STATED TASK 1: According to the Theory of Knowledge essay, what role in scientific inquiry does Shermer's account underplay?
STATED TASK 2: Repeat the Theory of Knowledge essay from "The American School" up to and including "are 100% certain.".
— Start EXCERPT TO READ —
Andrew Pelly

000834 - 027

Theory of Knowledge Essay

Word Count: 1600

“What separates science from all other human activities is its belief in the provisional nature of all conclusions” (Michael Shermer, ). Critically evaluate this way of distinguishing the sciences from other areas of knowledge?

IB candidate number: 000834 - 027

Andrew Pelly

The American School in Switzerland (TASIS)

Instructor: Laurence Koppe

May 2010

 “…for it is the mark of an educated man to look for precision in each class of things just so far as the nature of the subject admits: it is evidently equally foolish to accept probable reasoning from a mathematician and to demand from a rhetorician scientific proofs.”

- Aristotle, Nicomachean Ethics


I.        Shermer’s idealistic claims about science

 Shermer’s account of science as deeply “provisionalist” in its approach to its own knowledge claims is a misleading exaggeration – one that underplays the role of consensus and co-operation in scientific inquiry, and that fails to do justice to the intellectual-historical record of most of the natural sciences. However, it does contain a grain of truth, insofar as most scientists are ready to admit that none of their scientific beliefs are 100% certain.
— End EXCERPT TO READ —
— Start DATA ENTRIES —
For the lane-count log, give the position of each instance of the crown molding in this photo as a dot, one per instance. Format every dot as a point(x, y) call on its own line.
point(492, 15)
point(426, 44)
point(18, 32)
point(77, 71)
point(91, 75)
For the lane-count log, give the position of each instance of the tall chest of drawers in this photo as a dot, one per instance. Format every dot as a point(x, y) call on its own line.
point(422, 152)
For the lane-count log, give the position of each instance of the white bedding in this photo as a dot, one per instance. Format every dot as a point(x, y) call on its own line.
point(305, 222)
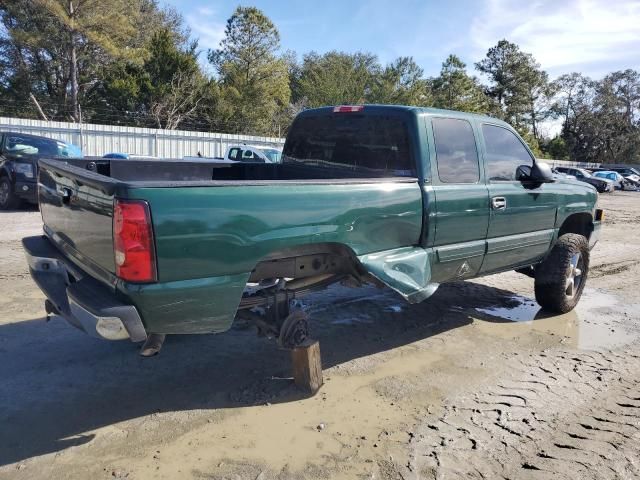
— End DATA ENTRIES —
WRITTEN RESPONSE 1: It underplays the role of consensus and co-operation in scientific inquiry.

WRITTEN RESPONSE 2:
The American School in Switzerland (TASIS)

Instructor: Laurence Koppe

May 2010

 “…for it is the mark of an educated man to look for precision in each class of things just so far as the nature of the subject admits: it is evidently equally foolish to accept probable reasoning from a mathematician and to demand from a rhetorician scientific proofs.”

- Aristotle, Nicomachean Ethics


I.        Shermer’s idealistic claims about science

 Shermer’s account of science as deeply “provisionalist” in its approach to its own knowledge claims is a misleading exaggeration – one that underplays the role of consensus and co-operation in scientific inquiry, and that fails to do justice to the intellectual-historical record of most of the natural sciences. However, it does contain a grain of truth, insofar as most scientists are ready to admit that none of their scientific beliefs are 100% certain.